> [Excerpted text]
----

Kaboom!

Aug 27, 2012

I tried to just naively switch buy/sell orders but it did just as badly.

Disclaimer

Aug 27, 2012

@Thomas, that was my first guess too. That amounts to betting that after the spread is more than 2 standard deviations wide, it will get wider still, so I would intuitively expect that to fare poorly too.

Disclaimer

@fawce, I wonder how much of your losses are derived from depreciation of your portfolio and how much are simply from frictional costs associated with opening and closing your positions. If I understand your algo correctly, I think if the spread fluctuated around 2.0 or -2.0 standard deviations, you would end up buying and re-selling the same chunks of stock over and over. That would also explain why inverting the bets doesn't change your performance, since you're doing the same fluctuation except inverted.

Disclaimer

@Scott
I was worried about the same, seems like I could test it by varying the standard deviation range for buying/selling. My worry is that there is a trend for the spread to continuously widen, which would tend to put the spread at a large delta from the trailing mean. If that is the case, I'm not sure how to make this profitable without just betting the spread will widen.

Disclaimer

@fawce
.9 also seems like a really high minimum on your r^2 value to reduce your position. I wouldn't be surprised if you're almost always reducing your position every time you buy or sell the spread (which would have the same effect as the price fluctuating around the stddev window)

Disclaimer

Also, if your r^2 is less than .9 but the absolute value of your zscore is greater than 2.0, I think you'll end up placing opposite orders within the same call to handle_data, which will further your losses to frictional costs.

Disclaimer

@Scott, great catch, that should have been an elif - I just fixed it and I'm re-running...

Disclaimer

I threw some print statements into your algo, and it looks like your r^2 values are actually coming out negative. While applied statistics is not my area of expertise, I'm pretty sure this is bad news for the predictive power of your model. Quoting from wikipedia:

"Important cases where the computational definition of R2 can yield negative values, depending on the definition used, arise where the predictions which are being compared to the corresponding outcomes have not been derived from a model-fitting procedure using those data, and where linear regression is conducted without including an intercept. Additionally, negative values of R2 may occur when fitting non-linear trends to data. In these instances, the mean of the data provides a fit to the data that is superior to that of the trend under this goodness of fit analysis."

----

> [Data entries]
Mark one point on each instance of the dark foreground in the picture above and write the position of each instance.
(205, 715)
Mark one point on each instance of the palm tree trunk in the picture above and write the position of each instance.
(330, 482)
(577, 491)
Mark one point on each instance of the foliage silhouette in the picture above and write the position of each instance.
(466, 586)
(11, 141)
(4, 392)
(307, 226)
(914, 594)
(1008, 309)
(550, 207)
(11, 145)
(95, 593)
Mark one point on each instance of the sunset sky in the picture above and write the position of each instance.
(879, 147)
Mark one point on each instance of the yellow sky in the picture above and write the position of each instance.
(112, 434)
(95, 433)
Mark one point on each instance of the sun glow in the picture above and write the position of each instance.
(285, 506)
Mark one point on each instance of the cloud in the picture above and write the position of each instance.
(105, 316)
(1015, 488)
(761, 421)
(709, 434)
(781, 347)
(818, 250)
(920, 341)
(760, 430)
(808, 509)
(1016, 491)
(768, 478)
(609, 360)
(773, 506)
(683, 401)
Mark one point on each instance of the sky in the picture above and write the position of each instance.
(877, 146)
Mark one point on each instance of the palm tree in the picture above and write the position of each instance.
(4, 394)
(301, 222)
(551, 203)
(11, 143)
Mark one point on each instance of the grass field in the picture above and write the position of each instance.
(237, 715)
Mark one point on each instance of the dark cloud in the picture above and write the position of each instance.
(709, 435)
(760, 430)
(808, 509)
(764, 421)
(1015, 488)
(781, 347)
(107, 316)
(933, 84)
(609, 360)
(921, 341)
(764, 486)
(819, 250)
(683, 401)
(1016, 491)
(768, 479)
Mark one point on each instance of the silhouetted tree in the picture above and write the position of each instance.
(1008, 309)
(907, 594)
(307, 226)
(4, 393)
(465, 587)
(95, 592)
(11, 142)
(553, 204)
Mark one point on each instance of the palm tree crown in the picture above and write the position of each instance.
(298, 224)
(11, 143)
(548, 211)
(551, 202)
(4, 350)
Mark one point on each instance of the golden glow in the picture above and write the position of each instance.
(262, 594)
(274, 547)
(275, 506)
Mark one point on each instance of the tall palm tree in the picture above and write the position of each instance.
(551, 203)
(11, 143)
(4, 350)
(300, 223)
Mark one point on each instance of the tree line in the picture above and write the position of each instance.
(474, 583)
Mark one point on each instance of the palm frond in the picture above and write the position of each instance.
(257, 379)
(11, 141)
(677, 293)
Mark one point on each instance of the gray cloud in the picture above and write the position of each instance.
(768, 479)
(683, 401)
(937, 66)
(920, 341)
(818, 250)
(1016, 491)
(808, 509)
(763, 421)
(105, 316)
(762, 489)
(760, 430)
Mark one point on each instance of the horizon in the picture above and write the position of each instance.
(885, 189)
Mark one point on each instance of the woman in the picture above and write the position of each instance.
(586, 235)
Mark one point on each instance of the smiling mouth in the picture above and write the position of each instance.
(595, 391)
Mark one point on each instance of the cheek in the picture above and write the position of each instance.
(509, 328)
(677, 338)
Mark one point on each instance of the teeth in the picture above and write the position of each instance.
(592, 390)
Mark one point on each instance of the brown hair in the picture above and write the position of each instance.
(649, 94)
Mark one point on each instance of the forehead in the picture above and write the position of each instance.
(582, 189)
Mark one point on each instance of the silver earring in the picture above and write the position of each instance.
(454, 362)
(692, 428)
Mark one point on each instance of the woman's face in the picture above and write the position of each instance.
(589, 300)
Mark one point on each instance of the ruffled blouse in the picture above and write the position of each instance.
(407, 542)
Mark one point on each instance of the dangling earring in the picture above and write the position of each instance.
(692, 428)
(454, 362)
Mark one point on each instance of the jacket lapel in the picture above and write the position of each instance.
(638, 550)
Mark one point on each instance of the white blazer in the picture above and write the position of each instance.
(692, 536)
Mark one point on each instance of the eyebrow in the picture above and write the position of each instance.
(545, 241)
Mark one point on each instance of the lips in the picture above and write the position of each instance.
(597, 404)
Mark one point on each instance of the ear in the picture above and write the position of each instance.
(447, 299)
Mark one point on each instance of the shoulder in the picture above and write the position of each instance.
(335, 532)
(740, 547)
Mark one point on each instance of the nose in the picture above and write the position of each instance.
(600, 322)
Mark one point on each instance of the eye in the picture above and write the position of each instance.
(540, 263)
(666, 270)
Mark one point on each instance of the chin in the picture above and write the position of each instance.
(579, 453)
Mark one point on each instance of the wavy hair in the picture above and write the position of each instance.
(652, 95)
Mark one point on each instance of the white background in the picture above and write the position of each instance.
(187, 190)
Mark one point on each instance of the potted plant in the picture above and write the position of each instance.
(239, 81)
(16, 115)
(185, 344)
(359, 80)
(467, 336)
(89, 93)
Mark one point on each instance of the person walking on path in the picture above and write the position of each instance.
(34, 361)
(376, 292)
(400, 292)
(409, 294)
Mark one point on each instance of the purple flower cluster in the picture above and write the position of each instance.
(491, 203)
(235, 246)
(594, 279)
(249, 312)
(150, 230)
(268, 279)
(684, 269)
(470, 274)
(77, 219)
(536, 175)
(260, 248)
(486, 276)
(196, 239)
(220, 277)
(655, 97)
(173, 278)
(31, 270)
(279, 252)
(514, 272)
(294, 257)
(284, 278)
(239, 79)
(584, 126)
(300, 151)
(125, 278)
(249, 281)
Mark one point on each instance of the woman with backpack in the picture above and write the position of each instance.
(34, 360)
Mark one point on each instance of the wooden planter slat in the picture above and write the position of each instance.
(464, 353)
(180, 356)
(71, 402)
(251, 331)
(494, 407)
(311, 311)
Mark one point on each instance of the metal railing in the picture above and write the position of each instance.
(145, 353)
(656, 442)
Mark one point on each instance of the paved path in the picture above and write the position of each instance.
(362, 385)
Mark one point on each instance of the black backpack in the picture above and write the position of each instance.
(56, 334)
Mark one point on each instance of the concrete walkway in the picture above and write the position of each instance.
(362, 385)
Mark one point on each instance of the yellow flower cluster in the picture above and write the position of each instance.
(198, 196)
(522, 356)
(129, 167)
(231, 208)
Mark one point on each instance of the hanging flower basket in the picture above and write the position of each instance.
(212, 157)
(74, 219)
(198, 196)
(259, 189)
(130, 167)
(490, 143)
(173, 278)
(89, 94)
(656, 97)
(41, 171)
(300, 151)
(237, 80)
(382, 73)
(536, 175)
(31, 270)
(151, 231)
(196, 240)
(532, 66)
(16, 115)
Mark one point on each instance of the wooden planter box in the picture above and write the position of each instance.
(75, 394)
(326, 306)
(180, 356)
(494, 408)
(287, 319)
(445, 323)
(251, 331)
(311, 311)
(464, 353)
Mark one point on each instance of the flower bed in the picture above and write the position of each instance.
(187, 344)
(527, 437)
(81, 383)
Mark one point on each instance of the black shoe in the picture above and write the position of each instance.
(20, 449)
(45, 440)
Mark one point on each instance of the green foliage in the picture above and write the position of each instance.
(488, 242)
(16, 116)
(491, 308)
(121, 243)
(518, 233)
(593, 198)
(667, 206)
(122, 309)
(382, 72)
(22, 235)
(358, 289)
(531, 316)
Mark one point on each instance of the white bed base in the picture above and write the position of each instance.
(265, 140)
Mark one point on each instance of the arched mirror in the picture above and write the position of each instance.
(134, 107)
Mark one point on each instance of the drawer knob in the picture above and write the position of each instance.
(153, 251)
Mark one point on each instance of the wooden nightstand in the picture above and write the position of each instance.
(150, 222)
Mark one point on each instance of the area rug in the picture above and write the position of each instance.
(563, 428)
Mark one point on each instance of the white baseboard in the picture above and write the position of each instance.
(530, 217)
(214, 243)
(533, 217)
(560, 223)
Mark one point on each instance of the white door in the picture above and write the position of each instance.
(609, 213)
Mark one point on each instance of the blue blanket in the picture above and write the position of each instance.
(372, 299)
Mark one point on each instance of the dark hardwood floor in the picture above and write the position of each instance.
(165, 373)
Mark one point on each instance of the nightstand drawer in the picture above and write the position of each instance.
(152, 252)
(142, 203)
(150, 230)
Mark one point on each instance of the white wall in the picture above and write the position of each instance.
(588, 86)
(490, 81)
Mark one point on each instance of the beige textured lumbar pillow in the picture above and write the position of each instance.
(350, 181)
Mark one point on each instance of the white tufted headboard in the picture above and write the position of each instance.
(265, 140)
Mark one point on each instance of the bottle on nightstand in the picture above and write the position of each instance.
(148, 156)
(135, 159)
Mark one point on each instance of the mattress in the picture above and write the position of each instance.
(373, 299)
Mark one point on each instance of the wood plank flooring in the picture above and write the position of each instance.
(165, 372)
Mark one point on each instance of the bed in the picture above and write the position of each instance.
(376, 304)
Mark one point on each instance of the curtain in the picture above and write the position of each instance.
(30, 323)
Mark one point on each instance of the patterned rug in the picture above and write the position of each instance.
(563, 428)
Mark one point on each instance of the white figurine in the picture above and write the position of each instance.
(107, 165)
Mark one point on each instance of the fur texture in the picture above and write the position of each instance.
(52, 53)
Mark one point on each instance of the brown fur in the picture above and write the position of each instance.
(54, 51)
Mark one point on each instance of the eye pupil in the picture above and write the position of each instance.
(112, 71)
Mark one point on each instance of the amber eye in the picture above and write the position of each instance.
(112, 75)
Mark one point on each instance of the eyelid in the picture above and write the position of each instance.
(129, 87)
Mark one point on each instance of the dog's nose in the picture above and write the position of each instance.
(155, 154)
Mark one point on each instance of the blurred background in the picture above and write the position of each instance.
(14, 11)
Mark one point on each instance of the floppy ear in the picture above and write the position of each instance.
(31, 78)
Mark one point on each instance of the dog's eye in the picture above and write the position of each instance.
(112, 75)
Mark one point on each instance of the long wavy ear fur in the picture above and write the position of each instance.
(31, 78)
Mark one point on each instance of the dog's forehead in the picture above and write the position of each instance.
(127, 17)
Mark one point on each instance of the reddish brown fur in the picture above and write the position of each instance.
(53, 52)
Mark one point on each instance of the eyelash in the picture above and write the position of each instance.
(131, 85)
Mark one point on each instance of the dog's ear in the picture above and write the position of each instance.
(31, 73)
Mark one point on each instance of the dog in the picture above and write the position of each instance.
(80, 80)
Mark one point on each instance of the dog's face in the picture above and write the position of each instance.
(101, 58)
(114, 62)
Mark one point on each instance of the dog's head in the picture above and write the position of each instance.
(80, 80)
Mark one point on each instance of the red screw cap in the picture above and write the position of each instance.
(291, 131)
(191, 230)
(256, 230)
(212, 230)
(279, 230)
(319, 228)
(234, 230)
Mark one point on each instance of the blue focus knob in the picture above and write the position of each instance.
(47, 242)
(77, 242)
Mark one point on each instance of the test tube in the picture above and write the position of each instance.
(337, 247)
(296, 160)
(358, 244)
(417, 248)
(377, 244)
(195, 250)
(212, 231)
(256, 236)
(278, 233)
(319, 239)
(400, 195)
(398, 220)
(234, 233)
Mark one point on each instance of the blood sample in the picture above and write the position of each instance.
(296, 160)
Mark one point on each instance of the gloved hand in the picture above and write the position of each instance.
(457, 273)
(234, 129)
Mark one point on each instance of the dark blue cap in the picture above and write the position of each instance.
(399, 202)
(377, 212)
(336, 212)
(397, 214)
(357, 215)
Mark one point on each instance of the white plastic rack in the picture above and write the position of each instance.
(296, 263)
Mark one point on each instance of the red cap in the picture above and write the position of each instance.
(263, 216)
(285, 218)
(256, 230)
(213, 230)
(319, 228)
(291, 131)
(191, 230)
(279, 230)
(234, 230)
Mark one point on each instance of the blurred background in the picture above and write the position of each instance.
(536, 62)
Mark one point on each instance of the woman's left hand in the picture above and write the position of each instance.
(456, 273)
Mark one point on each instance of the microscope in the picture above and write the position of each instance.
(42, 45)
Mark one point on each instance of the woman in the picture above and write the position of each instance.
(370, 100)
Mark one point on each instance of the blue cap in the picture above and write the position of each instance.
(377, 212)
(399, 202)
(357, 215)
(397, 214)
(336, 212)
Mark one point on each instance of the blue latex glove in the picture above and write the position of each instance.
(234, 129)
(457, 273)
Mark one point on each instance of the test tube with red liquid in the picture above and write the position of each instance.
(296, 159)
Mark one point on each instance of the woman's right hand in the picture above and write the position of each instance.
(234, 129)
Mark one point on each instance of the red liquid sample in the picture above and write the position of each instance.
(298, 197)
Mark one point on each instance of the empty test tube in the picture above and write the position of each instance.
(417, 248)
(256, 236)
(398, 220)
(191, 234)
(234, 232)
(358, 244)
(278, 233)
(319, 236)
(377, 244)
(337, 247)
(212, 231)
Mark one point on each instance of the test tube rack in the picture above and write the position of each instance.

----

> [Exercise instructions]
1) In the trading algorithm thread, what did the print statements added to the algo show about the r^2 values?
2) Write the next part of the trading algorithm thread, picking up right after its final sentence.
The entries are separate from the trading algorithm thread and are not part of it.

> [Answers to each task]
1) They showed that the r^2 values were coming out negative.

2)
Disclaimer

@Scott
Ah, now this makes a lot of sense. I fixed the if statement on line 170 to be elif, and the algorithm never trades! The r^2 guard in the algorithm was meant to protect against the condition you're describing above - where the assumed relationship between the two instruments proves to be too weak to trade. But with the bug, it was trading both sides of the guard and steadily draining capital in transaction costs.

Oh well, I guess that's what backtesting is for...

Disclaimer

@fawce
I think the issue was (at least in part) with your use of statsmodels to build the linear regression. The OLS model is really meant for more generalized (ie, multidimensional) correlations, and I think it assumes you've done some amount of normalization on your data so that it doesn't have to account for constant factors. (This is all a bit speculative. I went and hunted through the statsmodels api reference a bit and found it pretty impenetrable. I think I'd have to sit down with an applied stats book for a while to properly figure out what's going on.) At any rate, since all we're doing is regressing two different series, a much simpler tool is scipy.stats.linregress. I ran that against the same data and got much more sensible results:

2012-01-17 14:31:00 PRINT rsquared 0.018384, beta -0.095647

2012-01-30 14:31:00 PRINT rsquared 0.307240, beta 0.339751

Disclaimer

hmmm...so I just ran a long backtest with the same strategy, but using the following to calculate the relevant stats metrics:

from scipy import stats

p1 = [x.price1 for x in self.ticks]

p2 = [x.price2 for x in self.ticks]

gradient, intercept, r_value, p_value, std_err = stats.linregress(p1, p2)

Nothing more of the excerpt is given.